#### Selected text ####

Baker's Delight

Do you remember the year of depression? Because I do. A terrible year that. 2015. I don't know, why exactly I realize this just now. Now, that another year has also almost followed 2015 into the bygone and the forgotten. Yet, I cannot cease myself from writing about it. 

The weekdays used to be delusional. You understand the kind of delusion, when you cannot recall how did things get so worse. You cannot recall the steps, the small pouches of misery coming in before the surfeit of it choked your throat. And you ask yourself, rhetorically though. Only one mere word. Why.

That kind of delusion. That could nudge mental heath enthusiasts off their comfy couches. It was concerning. But what was more demanding of empathy was Sundays.

I recall, it started with a rant of not-feeling-well to I-feel-like-cake. I poured an instant cake mix into the pressure cooker as directed on the cover. And, voila. An amorphous antidote for depression. I knifed it out, spooned it out, in crumbs and that was the first of numerous.

#### Dataset content ####

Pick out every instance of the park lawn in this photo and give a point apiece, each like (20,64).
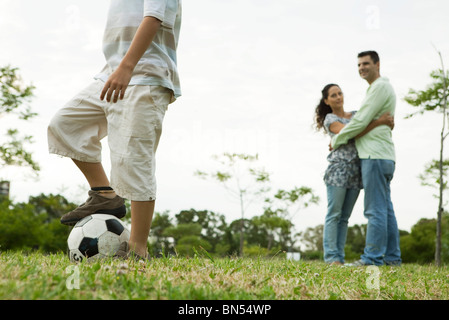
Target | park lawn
(53,277)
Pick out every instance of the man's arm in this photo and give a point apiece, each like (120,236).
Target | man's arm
(118,81)
(371,107)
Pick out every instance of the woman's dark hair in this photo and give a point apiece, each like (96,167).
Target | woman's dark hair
(323,109)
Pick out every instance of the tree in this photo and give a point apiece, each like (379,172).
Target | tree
(435,99)
(14,96)
(159,242)
(242,181)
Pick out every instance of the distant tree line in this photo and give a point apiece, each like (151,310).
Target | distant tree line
(35,225)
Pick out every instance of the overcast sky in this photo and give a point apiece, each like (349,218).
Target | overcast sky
(252,73)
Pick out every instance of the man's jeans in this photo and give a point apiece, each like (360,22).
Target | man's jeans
(340,202)
(382,235)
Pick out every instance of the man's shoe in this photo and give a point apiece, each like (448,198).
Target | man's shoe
(96,203)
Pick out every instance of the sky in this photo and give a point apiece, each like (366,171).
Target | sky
(252,72)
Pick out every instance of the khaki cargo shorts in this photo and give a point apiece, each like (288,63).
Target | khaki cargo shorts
(133,126)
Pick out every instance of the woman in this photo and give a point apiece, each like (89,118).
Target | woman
(342,177)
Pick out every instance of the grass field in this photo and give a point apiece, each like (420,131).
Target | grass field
(38,276)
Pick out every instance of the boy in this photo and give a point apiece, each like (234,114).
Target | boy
(127,102)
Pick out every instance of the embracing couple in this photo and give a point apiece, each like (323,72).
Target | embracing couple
(362,156)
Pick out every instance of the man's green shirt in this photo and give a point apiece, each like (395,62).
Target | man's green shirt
(378,143)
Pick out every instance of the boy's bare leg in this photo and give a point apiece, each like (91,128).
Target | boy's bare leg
(141,217)
(95,175)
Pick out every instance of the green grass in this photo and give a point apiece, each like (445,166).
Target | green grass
(38,276)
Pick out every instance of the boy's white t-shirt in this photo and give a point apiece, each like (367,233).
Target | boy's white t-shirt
(158,65)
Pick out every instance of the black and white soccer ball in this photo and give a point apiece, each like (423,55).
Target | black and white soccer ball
(95,237)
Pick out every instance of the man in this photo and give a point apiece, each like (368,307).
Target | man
(377,157)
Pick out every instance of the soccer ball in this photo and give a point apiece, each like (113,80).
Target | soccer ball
(95,237)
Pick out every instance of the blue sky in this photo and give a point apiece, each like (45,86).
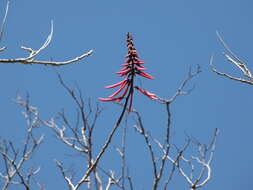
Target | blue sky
(170,36)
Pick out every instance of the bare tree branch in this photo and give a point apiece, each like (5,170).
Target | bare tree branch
(232,58)
(30,59)
(14,159)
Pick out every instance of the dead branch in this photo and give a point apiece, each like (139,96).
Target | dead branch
(232,58)
(30,59)
(14,159)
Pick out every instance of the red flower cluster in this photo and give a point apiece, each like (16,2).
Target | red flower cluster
(133,66)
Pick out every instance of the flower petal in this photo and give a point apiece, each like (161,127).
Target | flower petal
(117,84)
(145,75)
(119,90)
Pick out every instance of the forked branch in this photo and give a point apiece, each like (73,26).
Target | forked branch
(232,58)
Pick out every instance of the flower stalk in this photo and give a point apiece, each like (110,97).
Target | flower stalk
(132,67)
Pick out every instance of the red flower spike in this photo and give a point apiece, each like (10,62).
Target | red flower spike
(119,90)
(132,67)
(117,84)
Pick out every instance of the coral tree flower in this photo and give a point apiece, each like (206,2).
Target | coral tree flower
(133,66)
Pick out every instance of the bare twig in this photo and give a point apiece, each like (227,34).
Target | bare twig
(32,53)
(14,159)
(232,58)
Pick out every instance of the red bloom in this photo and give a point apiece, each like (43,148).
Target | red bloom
(133,66)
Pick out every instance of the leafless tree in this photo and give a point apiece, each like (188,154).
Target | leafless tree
(80,138)
(165,157)
(233,58)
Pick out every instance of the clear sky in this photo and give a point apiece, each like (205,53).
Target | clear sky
(170,36)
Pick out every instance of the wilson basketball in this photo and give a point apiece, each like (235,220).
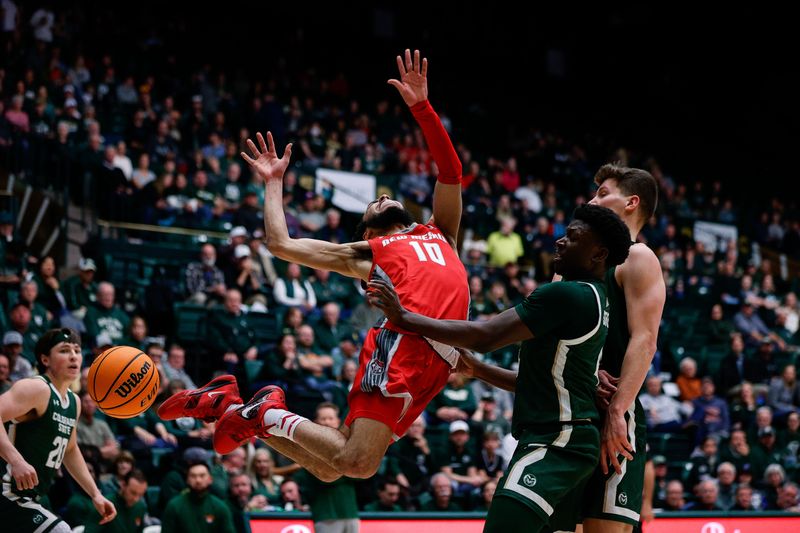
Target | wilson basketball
(123,381)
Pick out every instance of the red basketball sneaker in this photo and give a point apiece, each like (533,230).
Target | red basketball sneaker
(247,421)
(206,403)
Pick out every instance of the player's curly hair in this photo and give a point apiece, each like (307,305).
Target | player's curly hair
(612,232)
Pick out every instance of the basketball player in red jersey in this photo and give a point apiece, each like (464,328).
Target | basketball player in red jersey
(399,372)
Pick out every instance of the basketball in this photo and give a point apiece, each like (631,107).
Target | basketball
(123,381)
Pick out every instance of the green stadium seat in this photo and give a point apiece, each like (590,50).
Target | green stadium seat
(190,323)
(252,369)
(265,325)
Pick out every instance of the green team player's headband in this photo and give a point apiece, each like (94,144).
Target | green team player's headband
(54,337)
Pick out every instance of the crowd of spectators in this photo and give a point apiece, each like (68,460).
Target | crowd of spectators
(153,149)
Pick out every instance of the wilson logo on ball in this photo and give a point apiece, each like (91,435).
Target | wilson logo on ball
(135,378)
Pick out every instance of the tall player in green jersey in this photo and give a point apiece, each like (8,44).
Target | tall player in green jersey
(562,327)
(636,291)
(41,413)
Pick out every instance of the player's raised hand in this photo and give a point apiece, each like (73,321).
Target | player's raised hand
(106,509)
(265,160)
(466,363)
(413,82)
(24,474)
(382,296)
(614,442)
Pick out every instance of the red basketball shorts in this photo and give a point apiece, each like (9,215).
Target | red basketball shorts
(398,375)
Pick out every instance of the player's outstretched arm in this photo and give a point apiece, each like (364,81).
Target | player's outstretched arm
(352,259)
(499,377)
(501,330)
(645,294)
(76,466)
(23,398)
(413,87)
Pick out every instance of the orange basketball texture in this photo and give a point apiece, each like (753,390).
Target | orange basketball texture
(123,381)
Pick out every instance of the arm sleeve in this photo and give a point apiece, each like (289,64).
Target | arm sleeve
(439,142)
(561,306)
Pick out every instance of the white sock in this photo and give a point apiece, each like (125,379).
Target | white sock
(281,423)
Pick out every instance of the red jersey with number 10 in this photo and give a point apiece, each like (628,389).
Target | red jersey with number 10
(425,271)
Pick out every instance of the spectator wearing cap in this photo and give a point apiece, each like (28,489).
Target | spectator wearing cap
(458,462)
(441,495)
(12,252)
(664,413)
(330,331)
(19,367)
(706,497)
(455,402)
(105,316)
(743,498)
(388,494)
(80,290)
(703,465)
(225,258)
(197,510)
(20,318)
(174,366)
(205,282)
(710,414)
(788,498)
(765,451)
(750,325)
(49,293)
(332,231)
(310,215)
(41,318)
(784,393)
(92,431)
(292,291)
(229,334)
(249,213)
(5,374)
(245,276)
(332,287)
(504,246)
(674,500)
(726,485)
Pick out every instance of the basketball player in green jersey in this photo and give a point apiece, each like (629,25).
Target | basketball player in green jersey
(37,433)
(562,327)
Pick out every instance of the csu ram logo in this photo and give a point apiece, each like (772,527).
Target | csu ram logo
(133,380)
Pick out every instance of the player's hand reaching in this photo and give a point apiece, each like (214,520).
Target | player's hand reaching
(606,388)
(24,474)
(413,82)
(614,442)
(382,296)
(265,160)
(105,508)
(466,363)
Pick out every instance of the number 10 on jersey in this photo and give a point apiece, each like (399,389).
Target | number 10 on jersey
(428,251)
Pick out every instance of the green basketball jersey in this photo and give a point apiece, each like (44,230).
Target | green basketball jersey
(618,334)
(557,375)
(42,442)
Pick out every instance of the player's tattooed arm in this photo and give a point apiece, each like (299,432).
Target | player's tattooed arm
(412,84)
(351,259)
(486,336)
(499,377)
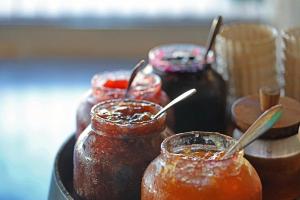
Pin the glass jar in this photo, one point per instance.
(191, 167)
(109, 85)
(111, 155)
(181, 67)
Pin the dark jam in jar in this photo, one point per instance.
(181, 67)
(107, 86)
(111, 155)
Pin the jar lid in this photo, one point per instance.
(179, 57)
(247, 109)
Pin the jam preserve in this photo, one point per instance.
(108, 86)
(111, 155)
(191, 167)
(181, 67)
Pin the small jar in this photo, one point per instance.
(181, 67)
(191, 167)
(111, 155)
(108, 86)
(276, 154)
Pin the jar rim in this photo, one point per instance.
(115, 101)
(219, 141)
(158, 54)
(98, 81)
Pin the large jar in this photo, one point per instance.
(111, 155)
(275, 155)
(181, 67)
(191, 167)
(112, 85)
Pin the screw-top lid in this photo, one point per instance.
(247, 109)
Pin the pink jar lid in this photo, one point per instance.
(179, 57)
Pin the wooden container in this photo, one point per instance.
(276, 155)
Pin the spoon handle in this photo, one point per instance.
(214, 30)
(174, 101)
(260, 126)
(133, 74)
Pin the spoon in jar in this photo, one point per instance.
(214, 30)
(133, 74)
(175, 101)
(260, 126)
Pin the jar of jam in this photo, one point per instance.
(191, 167)
(111, 155)
(109, 85)
(276, 154)
(181, 66)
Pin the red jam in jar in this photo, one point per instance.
(109, 86)
(111, 155)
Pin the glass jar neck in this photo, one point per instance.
(145, 86)
(179, 58)
(178, 151)
(110, 128)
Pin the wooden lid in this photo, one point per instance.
(247, 109)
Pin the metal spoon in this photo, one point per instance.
(260, 126)
(133, 74)
(214, 30)
(175, 101)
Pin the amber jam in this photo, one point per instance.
(111, 156)
(109, 86)
(191, 166)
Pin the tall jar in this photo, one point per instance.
(112, 85)
(181, 67)
(191, 167)
(111, 155)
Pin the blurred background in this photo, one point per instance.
(49, 49)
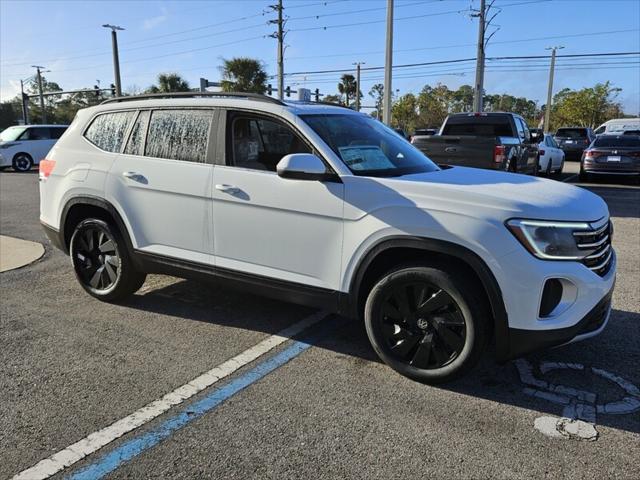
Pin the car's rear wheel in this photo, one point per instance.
(22, 162)
(426, 323)
(101, 262)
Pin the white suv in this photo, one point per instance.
(327, 207)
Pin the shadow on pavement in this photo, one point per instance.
(195, 301)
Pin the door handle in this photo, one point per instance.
(136, 177)
(223, 187)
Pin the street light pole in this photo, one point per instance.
(357, 64)
(38, 68)
(547, 110)
(388, 65)
(116, 59)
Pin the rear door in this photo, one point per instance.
(268, 226)
(161, 182)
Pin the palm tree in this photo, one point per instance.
(243, 74)
(347, 87)
(169, 82)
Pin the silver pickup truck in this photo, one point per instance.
(499, 141)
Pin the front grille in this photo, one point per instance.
(597, 244)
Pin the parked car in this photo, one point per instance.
(611, 155)
(573, 141)
(551, 156)
(328, 207)
(617, 126)
(498, 141)
(23, 146)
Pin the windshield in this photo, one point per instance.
(617, 142)
(367, 146)
(11, 134)
(572, 132)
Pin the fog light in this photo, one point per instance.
(551, 296)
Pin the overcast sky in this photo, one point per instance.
(191, 38)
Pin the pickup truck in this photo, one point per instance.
(498, 141)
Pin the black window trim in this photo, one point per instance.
(224, 160)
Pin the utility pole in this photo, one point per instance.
(279, 35)
(547, 110)
(116, 59)
(357, 64)
(479, 86)
(388, 65)
(39, 69)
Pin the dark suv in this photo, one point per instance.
(574, 140)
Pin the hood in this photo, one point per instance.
(472, 191)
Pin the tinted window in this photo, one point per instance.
(367, 146)
(572, 132)
(107, 130)
(135, 145)
(179, 135)
(260, 143)
(617, 142)
(481, 126)
(36, 133)
(56, 132)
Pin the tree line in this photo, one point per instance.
(587, 107)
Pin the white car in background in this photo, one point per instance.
(551, 155)
(23, 146)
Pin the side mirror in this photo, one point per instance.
(303, 166)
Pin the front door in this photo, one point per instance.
(265, 225)
(162, 182)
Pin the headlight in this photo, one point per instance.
(549, 240)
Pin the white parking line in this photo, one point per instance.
(97, 440)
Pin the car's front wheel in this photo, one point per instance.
(22, 162)
(101, 261)
(426, 323)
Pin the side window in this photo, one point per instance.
(179, 135)
(260, 143)
(135, 145)
(36, 133)
(56, 132)
(107, 130)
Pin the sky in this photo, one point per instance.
(192, 37)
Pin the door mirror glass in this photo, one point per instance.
(302, 166)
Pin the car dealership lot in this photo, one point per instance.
(73, 365)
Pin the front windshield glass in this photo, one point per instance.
(11, 134)
(367, 146)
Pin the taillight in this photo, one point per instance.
(46, 167)
(499, 154)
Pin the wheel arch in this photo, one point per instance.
(390, 251)
(85, 206)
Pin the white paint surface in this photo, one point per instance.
(100, 438)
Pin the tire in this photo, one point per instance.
(22, 162)
(101, 261)
(426, 323)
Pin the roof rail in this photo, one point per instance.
(245, 95)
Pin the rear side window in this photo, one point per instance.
(489, 126)
(179, 135)
(572, 132)
(107, 130)
(56, 132)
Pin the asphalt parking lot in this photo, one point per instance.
(319, 404)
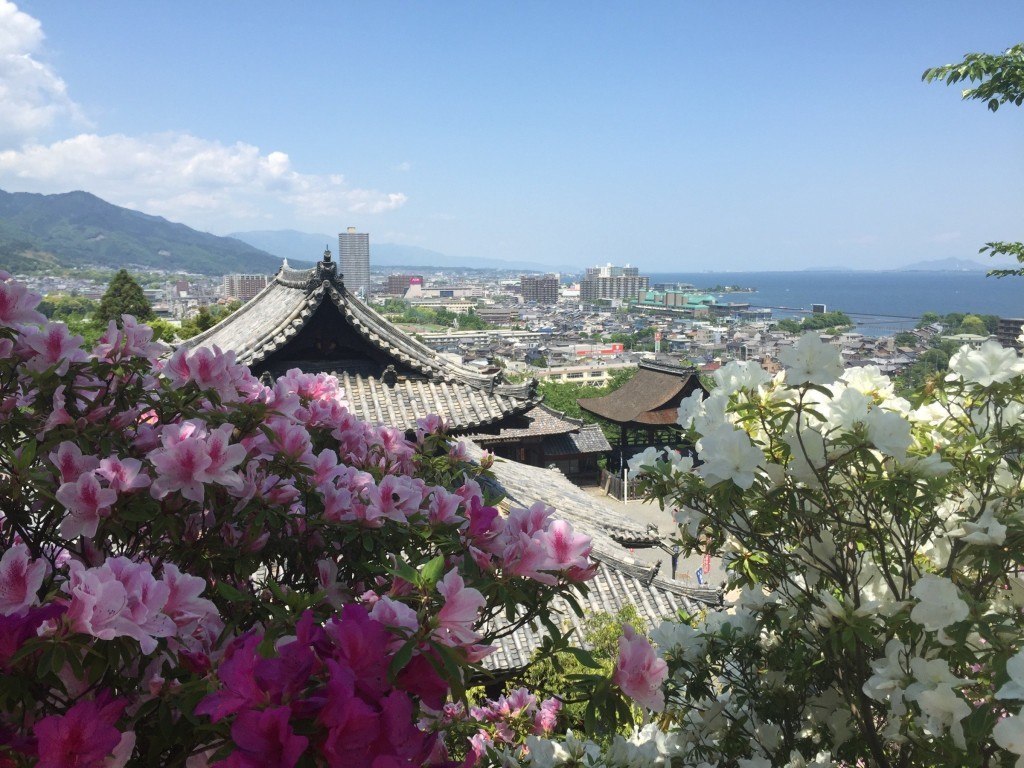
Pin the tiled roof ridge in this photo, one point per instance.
(198, 339)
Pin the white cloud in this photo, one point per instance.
(186, 178)
(204, 183)
(33, 97)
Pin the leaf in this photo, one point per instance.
(401, 657)
(432, 572)
(585, 657)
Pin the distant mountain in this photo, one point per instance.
(951, 264)
(47, 231)
(294, 245)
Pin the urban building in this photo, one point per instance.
(541, 289)
(353, 253)
(1009, 331)
(244, 287)
(398, 284)
(615, 284)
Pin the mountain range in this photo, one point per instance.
(295, 245)
(42, 232)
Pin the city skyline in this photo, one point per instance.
(667, 136)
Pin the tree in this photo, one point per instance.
(999, 80)
(124, 296)
(972, 324)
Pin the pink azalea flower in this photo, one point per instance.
(119, 598)
(123, 474)
(639, 673)
(53, 346)
(461, 610)
(565, 548)
(86, 502)
(71, 463)
(17, 305)
(84, 736)
(395, 498)
(20, 579)
(180, 464)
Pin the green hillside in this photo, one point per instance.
(43, 232)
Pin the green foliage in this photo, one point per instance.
(999, 80)
(124, 296)
(999, 77)
(905, 339)
(562, 395)
(62, 307)
(819, 322)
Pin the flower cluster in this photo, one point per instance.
(873, 545)
(197, 568)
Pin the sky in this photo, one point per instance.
(677, 136)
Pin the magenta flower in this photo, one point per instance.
(639, 673)
(460, 612)
(20, 579)
(86, 502)
(265, 739)
(84, 736)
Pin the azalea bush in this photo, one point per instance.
(873, 546)
(200, 569)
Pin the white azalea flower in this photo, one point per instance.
(728, 455)
(889, 432)
(939, 603)
(811, 361)
(1009, 733)
(868, 380)
(942, 709)
(986, 530)
(689, 408)
(990, 364)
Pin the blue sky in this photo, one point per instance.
(677, 136)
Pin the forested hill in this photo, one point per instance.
(42, 232)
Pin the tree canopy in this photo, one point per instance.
(999, 79)
(124, 296)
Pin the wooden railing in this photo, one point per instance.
(613, 485)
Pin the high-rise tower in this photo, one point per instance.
(353, 254)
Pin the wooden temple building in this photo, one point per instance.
(307, 318)
(645, 408)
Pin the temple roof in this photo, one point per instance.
(560, 434)
(619, 582)
(651, 397)
(308, 320)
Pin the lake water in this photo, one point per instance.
(880, 302)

####

■ Short problem 1 ■
Reproduce the stretch of the Baker's Delight essay from "The weekdays used" through "first of numerous.", word for word.
■ Short problem 2 ■
Write what comes next in the Baker's Delight essay, picking up right after its last sentence.

■ Final result 1 ■
The weekdays used to be delusional. You understand the kind of delusion, when you cannot recall how did things get so worse. You cannot recall the steps, the small pouches of misery coming in before the surfeit of it choked your throat. And you ask yourself, rhetorically though. Only one mere word. Why.

That kind of delusion. That could nudge mental heath enthusiasts off their comfy couches. It was concerning. But what was more demanding of empathy was Sundays.

I recall, it started with a rant of not-feeling-well to I-feel-like-cake. I poured an instant cake mix into the pressure cooker as directed on the cover. And, voila. An amorphous antidote for depression. I knifed it out, spooned it out, in crumbs and that was the first of numerous.

■ Final result 2 ■
I took to the heavily underused microwave then. And blatantly decided to mix my own batter for the better. Better batter. And boy, did I bake some mediocre unpalatable stuff. I am told baking is so simple and often asked, how can I be bad at baking. But I just was. Probably it as my mood. My mental heath, as enthusiasts would say. 

I was battling my own wars. Arguing, screaming. And almost simultaneously baking. I whisked flour, eggs, milk, sugar. Sometimes bananas. The baking soda was either too scant or too much, it always failed me. I was in tears. Chocolate powder or vanilla essence, nothing sufficed to fill the holes in my soul. The knife I stabbed into the cake to check if it was done, I weighed against it the option of stabbing it into myself. I couldn't handle anymore questions. I had no answers. 

It was such a ruthless time. And I was so callously lost. 

I Google-d newer recipes to keep my mind engaged. I once baked an apple pie with a bunch of overripe apples. I distinctly remember baking my personal favorite, the caramel custard. Cup cakes were done too, Jars and jars of Nutella, and Hershey's chocolate sauce. Powdered sugar as icing with cherry toppings. 

But nothing helped me as much as I would have wanted to be helped back then. I would cut myself two generous slices on a plate and go to bed, every Sunday afternoon. The rest of the cake would lay on the dining table next to the microwave, untouched. Sometimes, I ate the rest of it, on week nights. It didn't matter.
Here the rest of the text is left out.